>> START SELECTED PASSAGE

Matthew instead arranges his gospel through a series of six conversations. It is a very accurate account, because as a tax collector, Matthew possessed a certain skill that makes his writing unique and all the more exciting for Christians. You see, tax collectors were expected to know how to write shorthand. Does anybody know what shorthand is? Any ladies here that used to know how to write shorthand? My mom used to. When I was little she used to write shorthand, that’s one of her skills as secretary. And you watch somebody write shorthand and it’s just a bunch of scribbles, and dashes, and dots. It’s fascinating to watch them fly across the page. And then they can go back and read it to you – all these little scribbles that look like hieroglyphics to you, they can translate into words.

>> END SELECTED PASSAGE
>> START MATERIAL SUPPLIED

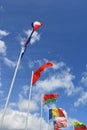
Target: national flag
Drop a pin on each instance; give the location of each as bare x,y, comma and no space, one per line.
60,122
36,25
56,112
38,72
79,126
48,98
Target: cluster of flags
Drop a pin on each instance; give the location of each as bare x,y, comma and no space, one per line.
79,126
58,114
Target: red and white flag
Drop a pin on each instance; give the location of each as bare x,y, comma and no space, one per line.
60,123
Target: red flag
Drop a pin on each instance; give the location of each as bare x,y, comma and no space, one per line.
36,25
37,73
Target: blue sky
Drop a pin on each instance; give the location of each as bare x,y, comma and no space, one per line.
61,40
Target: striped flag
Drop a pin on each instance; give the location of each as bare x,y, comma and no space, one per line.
60,123
48,98
79,126
56,112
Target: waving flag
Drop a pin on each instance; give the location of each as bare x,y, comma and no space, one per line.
36,25
38,72
60,123
79,126
48,98
56,112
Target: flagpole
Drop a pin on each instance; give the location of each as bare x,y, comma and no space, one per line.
41,113
14,76
26,125
11,86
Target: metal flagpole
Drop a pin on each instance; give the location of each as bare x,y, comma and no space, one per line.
26,125
48,118
41,113
14,76
11,86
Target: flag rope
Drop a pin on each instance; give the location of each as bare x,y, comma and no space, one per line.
27,117
11,86
14,76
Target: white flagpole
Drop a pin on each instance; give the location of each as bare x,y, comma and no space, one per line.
26,125
48,118
41,113
11,86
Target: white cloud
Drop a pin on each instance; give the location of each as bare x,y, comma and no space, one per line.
2,48
81,100
3,33
59,80
15,120
9,62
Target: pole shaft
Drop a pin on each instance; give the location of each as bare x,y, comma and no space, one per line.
26,125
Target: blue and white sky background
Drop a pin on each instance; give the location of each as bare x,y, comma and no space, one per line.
62,40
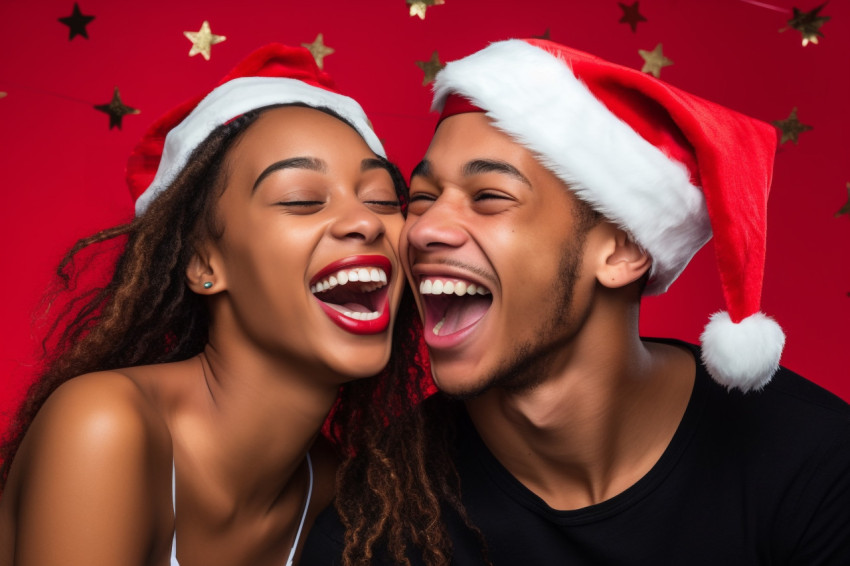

>> END MATERIAL SUPPLIED

*INSTRUCTIONS FOR THE TASK:*
Give the part of the passage on Matthew and shorthand that opens with the words containing "Matthew instead arranges" and closes with "translate into words." again, changing "shorthand" to "stenography" everywhere it occurs. The rows play no part in the work on this page.

*REPLY:*
Matthew instead arranges his gospel through a series of six conversations. It is a very accurate account, because as a tax collector, Matthew possessed a certain skill that makes his writing unique and all the more exciting for Christians. You see, tax collectors were expected to know how to write stenography. Does anybody know what stenography is? Any ladies here that used to know how to write stenography? My mom used to. When I was little she used to write stenography, that’s one of her skills as secretary. And you watch somebody write stenography and it’s just a bunch of scribbles, and dashes, and dots. It’s fascinating to watch them fly across the page. And then they can go back and read it to you – all these little scribbles that look like hieroglyphics to you, they can translate into words.